SELECTED EXCERPT:
The Ruins by Scott Smith is a horror novel with elements or gore, third-world countries, and college students.
Yeah, I know what you're probably thinking (Well, no, I don't... but that's not the point. I'm trying to say something here, all right?). You're thinking, Saquarry, that sounds all good and fine, but isn't every single horror movie like that? Especially those new-fangled horror movies with all of that "torture-porn" type of stuff... or "gorn" or a million other words to describe the same thing. Aren't there a ton of different movies like that, you're probably thinking.
Well, you're not wrong, but take a look at the title of this review. Go ahead, I'll wait.
So, yeah... you so the "Book Evaluation" thing there too, didn't you? Yeah, this isn't a horror movie. (Well, it was made into one in 2008, but that's not the point, all right?) This is a horror novel with elements of gorn and torture-porn and all that good terrible, terrible stuff... well, kind of at least... but not quite too...
Now, yes, this book is disturbing. Highly disturbing. I would never recommend this novel to anybody who has a week stomach or cannot take even vaguely disturbing stuff in stride.

DATASET ROWS:
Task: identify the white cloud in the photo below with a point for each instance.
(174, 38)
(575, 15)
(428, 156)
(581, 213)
==
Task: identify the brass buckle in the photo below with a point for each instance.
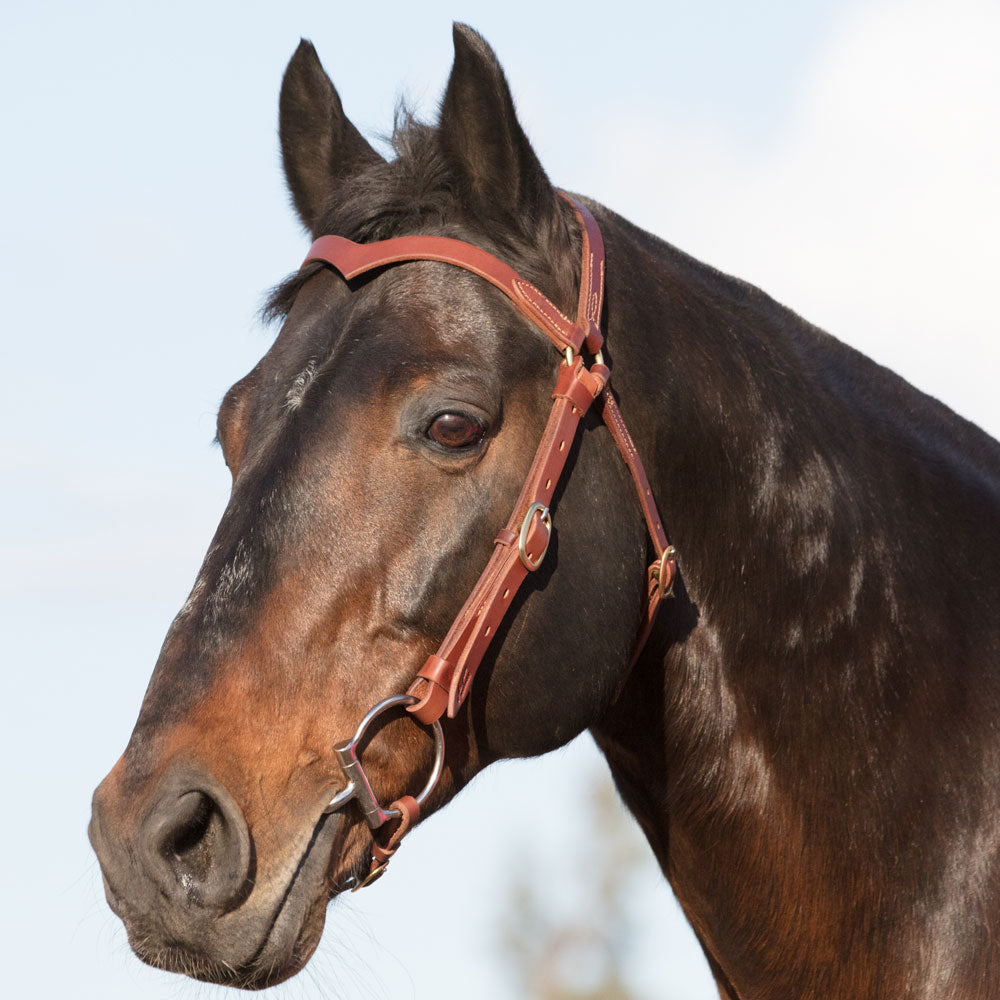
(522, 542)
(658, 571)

DIRECTION 1:
Which three things does the first sentence of the book review list after the words "horror novel with elements"?
DIRECTION 2:
Duplicate the portion of the book review that begins at the words "Well, you're not" and stops after the words "not quite too...".

RESPONSE 1:
gore, third-world countries, college students

RESPONSE 2:
Well, you're not wrong, but take a look at the title of this review. Go ahead, I'll wait.
So, yeah... you so the "Book Evaluation" thing there too, didn't you? Yeah, this isn't a horror movie. (Well, it was made into one in 2008, but that's not the point, all right?) This is a horror novel with elements of gorn and torture-porn and all that good terrible, terrible stuff... well, kind of at least... but not quite too...